**TO BE DONE**
a) Answer these questions using the lockdown comedy text:
(i) Who does Chris Chopping live with?
(ii) Whose late-night tweet led to the project being spotted?
(iii) Between what does the daily vlog veer in tone?
b) Copy the part of the lockdown comedy text starting with "To Newport, South" and going on through "being stuck indoors.", swapping "tweet" for "post".

**READING TEXT**

To Newport, South Wales, and the home-cum-set of comedian Chris Chopping, whose new project we spotted via a late-night tweet from the always Wales-aware Cardiff Comedy Hub. The once-busy stand-up is making the best of being stuck indoors.
"I'm pretty lucky in lockdown because I live with my girlfriend Ellie who is not only the best company, but a great collaborator!" he says. "We both get frustrated with some of the stuff that's been happening, so it's been great to be able to channel those frustrations into something creative."
Indeed, they've hit on a winning video format, which does what comedy can often do best: discussing complicated stuff about the current situation in an accessible and entertaining fashion, from lockdown-ease confusion to NHS mythologizing. We're not sure how close-to-home the on-screen versions are - Chris makes a naively cheery video which Ellie then knowledgeably hijacks - but they certainly look convincing.
"I do have a newfound creative respect for people who make topical stuff," says Chopping, "because it took a lot of time and effort to write, film and edit quickly, but hopefully we'll be doing more. We've also been doing a daily vlog together about lockdown life which veers in tone between serious and silly, personal and political. I sometimes think we're like a lo-fi Phillip and Holly..."

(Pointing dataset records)
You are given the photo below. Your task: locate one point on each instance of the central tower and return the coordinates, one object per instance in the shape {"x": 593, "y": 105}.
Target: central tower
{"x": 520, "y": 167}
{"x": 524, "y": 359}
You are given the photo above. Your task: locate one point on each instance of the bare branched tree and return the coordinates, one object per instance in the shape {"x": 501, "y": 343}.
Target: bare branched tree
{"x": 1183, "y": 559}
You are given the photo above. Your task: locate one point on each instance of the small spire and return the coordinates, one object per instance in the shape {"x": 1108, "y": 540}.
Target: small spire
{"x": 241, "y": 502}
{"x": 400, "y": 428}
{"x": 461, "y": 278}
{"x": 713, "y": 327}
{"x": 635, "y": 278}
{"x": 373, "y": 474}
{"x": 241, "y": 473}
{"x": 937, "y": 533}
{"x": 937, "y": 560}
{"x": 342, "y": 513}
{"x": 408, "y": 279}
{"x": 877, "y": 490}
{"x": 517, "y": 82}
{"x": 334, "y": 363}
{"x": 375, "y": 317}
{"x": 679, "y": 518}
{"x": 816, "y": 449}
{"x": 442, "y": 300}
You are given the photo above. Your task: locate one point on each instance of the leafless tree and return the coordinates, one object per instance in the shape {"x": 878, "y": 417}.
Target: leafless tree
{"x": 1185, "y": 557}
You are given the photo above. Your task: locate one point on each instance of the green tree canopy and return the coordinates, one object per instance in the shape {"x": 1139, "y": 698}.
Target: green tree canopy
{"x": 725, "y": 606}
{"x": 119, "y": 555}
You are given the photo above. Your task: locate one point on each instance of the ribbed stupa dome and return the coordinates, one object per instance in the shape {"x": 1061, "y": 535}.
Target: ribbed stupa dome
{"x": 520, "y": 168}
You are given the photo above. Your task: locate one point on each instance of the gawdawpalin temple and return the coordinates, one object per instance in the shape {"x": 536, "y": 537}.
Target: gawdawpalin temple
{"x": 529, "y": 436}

**ANSWERS TO THE TASKS**
a)
(i) His girlfriend, Ellie.
(ii) The Cardiff Comedy Hub's.
(iii) Between serious and silly, and between personal and political.

b)
To Newport, South Wales, and the home-cum-set of comedian Chris Chopping, whose new project we spotted via a late-night post from the always Wales-aware Cardiff Comedy Hub. The once-busy stand-up is making the best of being stuck indoors.